Instructions for the task: Gather each line below that includes the word "plastic" and copy those lines out.

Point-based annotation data
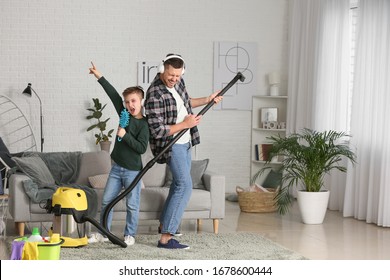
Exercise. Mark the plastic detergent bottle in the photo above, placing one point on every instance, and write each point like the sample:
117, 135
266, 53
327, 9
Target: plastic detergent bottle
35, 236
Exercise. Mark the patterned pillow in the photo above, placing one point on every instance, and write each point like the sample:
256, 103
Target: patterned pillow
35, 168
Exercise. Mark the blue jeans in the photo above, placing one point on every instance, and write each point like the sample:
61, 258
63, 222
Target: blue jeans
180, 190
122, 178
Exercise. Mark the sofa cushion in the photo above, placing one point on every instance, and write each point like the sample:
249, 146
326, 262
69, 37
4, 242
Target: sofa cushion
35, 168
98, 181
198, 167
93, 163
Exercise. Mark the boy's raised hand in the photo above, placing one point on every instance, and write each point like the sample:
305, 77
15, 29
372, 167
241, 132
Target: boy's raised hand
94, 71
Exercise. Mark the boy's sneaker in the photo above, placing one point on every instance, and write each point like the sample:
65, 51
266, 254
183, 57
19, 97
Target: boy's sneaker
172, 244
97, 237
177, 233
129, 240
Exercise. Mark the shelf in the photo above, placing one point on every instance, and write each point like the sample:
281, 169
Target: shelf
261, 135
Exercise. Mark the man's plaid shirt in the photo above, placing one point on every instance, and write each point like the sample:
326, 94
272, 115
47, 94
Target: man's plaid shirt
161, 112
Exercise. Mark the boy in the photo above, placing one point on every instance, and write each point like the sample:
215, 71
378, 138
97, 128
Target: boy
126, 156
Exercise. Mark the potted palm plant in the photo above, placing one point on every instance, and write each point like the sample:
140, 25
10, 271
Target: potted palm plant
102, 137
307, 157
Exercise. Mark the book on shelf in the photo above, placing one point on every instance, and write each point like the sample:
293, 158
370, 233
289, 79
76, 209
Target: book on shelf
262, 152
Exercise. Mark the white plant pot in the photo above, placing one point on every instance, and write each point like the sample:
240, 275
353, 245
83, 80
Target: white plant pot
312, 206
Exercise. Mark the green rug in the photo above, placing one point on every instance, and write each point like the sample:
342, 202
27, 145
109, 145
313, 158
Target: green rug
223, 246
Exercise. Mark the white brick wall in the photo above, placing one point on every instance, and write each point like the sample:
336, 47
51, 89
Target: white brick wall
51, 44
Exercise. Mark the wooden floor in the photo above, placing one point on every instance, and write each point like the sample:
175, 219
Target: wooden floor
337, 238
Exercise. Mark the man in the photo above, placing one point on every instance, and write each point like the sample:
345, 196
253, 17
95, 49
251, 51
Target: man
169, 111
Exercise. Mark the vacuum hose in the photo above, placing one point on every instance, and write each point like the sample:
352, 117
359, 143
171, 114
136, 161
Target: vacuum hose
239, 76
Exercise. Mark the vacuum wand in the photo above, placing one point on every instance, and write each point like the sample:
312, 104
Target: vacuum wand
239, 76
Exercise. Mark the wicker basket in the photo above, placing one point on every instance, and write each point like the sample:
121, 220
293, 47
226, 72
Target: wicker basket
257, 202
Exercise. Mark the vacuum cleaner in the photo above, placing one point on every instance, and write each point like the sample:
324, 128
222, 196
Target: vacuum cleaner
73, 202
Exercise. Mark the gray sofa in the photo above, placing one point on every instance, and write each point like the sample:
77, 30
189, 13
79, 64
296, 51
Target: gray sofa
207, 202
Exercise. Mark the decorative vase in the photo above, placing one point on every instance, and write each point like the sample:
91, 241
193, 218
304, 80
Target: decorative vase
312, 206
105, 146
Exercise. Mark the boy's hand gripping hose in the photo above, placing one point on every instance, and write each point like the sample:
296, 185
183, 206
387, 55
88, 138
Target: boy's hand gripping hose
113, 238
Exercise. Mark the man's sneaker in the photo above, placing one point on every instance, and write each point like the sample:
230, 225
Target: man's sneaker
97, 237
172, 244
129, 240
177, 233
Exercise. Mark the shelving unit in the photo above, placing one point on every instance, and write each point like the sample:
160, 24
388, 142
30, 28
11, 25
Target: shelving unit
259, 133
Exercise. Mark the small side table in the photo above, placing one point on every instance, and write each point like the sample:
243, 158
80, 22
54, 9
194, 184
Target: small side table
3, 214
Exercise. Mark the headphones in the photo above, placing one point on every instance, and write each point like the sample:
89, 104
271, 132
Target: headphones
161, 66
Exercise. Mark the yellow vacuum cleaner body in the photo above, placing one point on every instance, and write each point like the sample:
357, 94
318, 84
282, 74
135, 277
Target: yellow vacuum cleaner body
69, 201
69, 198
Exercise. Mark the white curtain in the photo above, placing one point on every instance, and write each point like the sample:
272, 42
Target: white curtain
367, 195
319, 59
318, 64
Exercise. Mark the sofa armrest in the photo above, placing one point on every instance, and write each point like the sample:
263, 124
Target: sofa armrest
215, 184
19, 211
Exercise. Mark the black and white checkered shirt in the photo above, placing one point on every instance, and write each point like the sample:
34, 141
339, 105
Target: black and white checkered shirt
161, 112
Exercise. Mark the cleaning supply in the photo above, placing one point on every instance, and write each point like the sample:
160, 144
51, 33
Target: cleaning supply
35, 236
==
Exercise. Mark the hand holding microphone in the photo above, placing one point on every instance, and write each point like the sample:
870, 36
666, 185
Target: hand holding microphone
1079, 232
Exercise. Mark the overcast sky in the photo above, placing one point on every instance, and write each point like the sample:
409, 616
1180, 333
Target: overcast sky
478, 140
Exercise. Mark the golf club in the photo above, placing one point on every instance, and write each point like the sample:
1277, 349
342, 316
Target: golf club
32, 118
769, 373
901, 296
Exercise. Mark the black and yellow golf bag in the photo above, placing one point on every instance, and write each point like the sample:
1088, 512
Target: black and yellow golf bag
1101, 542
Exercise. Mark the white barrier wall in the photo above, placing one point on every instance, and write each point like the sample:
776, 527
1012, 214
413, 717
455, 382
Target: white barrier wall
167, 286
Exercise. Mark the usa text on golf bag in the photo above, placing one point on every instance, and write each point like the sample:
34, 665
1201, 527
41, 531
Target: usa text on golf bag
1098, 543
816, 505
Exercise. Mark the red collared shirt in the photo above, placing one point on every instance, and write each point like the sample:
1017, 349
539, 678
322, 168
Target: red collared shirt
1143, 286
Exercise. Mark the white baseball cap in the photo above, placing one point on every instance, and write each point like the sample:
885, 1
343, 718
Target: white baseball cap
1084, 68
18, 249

Solved problem:
Exercise. Mark the plastic detergent bottle in the photo above, placing one point on every instance, and write each point like the sample:
Target: plastic detergent bottle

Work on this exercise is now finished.